TASK REQUIREMENTS.
Swap every "detection" for "object" in the part of the data that opens with the line containing "Tag every vertical bamboo stake." and closes with the line containing "1,32,73,156". Return only those lines, otherwise unchanged.

INFORMATION PROVIDED.
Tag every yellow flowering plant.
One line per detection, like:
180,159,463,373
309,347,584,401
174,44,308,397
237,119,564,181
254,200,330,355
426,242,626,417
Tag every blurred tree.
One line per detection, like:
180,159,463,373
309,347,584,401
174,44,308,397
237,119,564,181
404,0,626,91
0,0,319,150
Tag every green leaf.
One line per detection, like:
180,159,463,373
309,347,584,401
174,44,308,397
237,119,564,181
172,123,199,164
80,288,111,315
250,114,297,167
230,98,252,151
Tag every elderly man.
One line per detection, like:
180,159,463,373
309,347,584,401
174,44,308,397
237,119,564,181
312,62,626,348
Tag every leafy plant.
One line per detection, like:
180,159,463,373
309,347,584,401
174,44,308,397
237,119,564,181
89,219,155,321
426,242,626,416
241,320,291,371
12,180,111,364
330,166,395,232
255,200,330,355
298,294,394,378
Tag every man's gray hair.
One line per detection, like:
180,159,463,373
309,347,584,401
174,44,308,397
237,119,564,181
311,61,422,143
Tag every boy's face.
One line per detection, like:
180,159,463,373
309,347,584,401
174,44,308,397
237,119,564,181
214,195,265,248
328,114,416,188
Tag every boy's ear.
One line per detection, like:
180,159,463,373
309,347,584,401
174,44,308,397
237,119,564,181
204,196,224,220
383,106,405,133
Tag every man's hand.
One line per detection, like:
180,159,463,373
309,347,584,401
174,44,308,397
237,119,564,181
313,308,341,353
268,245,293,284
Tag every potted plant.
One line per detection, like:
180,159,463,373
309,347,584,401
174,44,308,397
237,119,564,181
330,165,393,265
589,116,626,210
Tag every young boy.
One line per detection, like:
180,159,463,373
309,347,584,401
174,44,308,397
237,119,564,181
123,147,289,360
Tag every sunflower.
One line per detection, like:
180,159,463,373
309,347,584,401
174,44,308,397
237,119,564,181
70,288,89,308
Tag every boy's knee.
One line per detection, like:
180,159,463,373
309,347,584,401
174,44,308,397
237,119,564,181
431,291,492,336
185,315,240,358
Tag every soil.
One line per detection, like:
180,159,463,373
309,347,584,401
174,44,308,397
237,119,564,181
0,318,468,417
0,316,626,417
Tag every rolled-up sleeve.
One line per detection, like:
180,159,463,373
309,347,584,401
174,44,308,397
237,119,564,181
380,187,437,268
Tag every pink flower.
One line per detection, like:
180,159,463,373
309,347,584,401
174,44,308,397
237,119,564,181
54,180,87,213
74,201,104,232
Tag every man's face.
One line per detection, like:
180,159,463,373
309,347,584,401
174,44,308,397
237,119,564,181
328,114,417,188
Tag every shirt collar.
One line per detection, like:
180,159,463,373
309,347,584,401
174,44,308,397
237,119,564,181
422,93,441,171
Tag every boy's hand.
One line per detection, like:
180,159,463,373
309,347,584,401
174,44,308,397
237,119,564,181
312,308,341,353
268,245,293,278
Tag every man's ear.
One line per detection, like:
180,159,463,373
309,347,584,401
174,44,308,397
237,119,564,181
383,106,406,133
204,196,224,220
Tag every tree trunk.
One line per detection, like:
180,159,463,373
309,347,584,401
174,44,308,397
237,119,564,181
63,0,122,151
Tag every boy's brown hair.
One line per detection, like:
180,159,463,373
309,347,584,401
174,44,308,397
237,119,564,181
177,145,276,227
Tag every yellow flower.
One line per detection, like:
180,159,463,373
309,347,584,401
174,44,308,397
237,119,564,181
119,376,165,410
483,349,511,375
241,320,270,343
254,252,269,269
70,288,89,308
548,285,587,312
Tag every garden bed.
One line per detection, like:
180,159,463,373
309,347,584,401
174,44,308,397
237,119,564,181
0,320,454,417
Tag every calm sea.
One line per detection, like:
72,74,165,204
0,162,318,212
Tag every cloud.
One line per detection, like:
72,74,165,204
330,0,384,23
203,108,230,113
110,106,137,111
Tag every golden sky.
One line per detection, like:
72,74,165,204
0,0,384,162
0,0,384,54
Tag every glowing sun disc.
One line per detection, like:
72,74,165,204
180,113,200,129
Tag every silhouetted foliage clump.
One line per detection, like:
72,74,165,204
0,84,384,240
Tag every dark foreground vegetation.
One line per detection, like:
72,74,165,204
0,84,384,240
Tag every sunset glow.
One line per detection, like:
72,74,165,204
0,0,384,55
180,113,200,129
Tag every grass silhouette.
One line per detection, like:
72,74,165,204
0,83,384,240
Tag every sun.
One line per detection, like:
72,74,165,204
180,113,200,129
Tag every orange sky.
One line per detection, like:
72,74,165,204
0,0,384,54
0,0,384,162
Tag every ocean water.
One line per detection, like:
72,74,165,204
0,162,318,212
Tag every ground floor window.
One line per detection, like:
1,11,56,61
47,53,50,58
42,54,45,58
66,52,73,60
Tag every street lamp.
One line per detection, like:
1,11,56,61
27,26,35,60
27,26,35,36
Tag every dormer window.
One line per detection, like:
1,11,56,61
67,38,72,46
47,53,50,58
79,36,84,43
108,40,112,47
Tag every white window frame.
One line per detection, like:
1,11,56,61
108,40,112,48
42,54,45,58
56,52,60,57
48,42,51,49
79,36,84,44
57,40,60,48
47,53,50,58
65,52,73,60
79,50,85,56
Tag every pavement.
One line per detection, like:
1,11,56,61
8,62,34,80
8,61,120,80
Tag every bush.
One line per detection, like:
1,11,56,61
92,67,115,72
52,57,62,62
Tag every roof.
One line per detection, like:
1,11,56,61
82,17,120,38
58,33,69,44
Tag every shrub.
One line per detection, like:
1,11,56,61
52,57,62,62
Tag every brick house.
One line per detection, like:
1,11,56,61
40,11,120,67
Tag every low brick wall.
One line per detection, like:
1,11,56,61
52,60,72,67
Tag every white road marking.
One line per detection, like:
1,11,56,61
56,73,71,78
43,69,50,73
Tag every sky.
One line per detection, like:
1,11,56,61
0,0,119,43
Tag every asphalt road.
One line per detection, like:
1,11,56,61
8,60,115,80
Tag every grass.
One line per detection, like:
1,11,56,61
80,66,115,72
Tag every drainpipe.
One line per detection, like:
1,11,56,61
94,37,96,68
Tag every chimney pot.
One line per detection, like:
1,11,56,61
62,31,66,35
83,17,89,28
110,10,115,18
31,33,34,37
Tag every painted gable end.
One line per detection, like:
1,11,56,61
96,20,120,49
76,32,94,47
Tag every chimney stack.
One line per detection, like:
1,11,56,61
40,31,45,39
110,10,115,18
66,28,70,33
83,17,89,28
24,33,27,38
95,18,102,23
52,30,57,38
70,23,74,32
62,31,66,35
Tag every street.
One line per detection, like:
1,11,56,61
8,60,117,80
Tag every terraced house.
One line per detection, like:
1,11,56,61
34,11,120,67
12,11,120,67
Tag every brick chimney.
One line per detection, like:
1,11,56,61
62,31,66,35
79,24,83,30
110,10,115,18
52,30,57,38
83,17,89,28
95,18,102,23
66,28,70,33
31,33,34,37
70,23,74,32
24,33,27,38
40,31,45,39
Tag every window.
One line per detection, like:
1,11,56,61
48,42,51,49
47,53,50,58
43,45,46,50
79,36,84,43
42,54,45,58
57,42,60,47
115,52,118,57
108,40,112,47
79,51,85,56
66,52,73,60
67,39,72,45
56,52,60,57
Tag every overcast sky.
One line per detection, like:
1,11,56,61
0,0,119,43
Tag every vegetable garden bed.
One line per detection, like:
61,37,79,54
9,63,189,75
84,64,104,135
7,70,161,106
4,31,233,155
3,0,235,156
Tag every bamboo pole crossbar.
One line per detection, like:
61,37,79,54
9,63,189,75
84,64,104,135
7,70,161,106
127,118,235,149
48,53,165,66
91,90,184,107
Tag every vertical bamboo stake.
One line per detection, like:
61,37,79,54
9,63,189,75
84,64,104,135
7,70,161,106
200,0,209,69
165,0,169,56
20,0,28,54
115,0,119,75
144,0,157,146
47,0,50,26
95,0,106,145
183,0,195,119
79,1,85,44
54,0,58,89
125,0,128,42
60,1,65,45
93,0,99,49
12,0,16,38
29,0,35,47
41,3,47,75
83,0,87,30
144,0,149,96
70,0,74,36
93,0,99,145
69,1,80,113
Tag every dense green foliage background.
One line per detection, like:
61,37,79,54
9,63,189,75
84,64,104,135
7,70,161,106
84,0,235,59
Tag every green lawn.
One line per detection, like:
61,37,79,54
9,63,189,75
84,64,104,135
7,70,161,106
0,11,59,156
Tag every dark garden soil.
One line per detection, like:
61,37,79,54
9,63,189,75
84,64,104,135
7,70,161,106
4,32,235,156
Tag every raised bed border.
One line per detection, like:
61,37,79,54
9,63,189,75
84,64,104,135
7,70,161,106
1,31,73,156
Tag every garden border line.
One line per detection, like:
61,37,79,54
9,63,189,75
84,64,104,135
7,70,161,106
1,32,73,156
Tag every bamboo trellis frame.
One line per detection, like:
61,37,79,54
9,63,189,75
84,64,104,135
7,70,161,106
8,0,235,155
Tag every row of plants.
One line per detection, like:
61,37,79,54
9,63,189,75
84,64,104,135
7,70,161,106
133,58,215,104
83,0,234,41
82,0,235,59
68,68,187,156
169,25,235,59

SOLUTION BELOW.
Tag every vertical bamboo stake.
One line per object, like:
61,37,79,54
9,63,189,75
84,64,104,135
7,70,161,106
200,0,209,69
165,0,169,56
20,0,28,54
115,0,119,75
144,0,157,146
47,0,50,26
95,0,106,145
183,0,195,119
79,1,85,44
54,0,58,89
125,0,128,42
60,1,65,45
93,0,99,49
12,0,16,38
29,0,35,47
41,3,47,75
83,0,87,30
144,0,149,96
70,0,74,36
93,0,99,145
69,1,80,113
Tag every dense green foliage background.
One line per object, like:
61,37,79,54
9,63,189,75
84,64,104,135
7,70,161,106
84,0,235,59
Tag every green lawn.
One line per object, like:
61,37,79,54
9,63,189,75
84,64,104,135
7,70,161,106
0,11,59,156
Tag every dark garden soil.
One line per object, like:
61,37,79,54
9,63,189,75
84,64,104,135
7,70,161,106
4,32,235,156
Tag every raised bed border.
One line per object, like:
61,37,79,54
9,63,189,75
84,64,104,135
7,70,161,106
1,31,73,156
Tag every garden border line.
One line per object, like:
61,37,79,54
9,63,189,75
84,64,104,135
7,70,161,106
1,32,73,156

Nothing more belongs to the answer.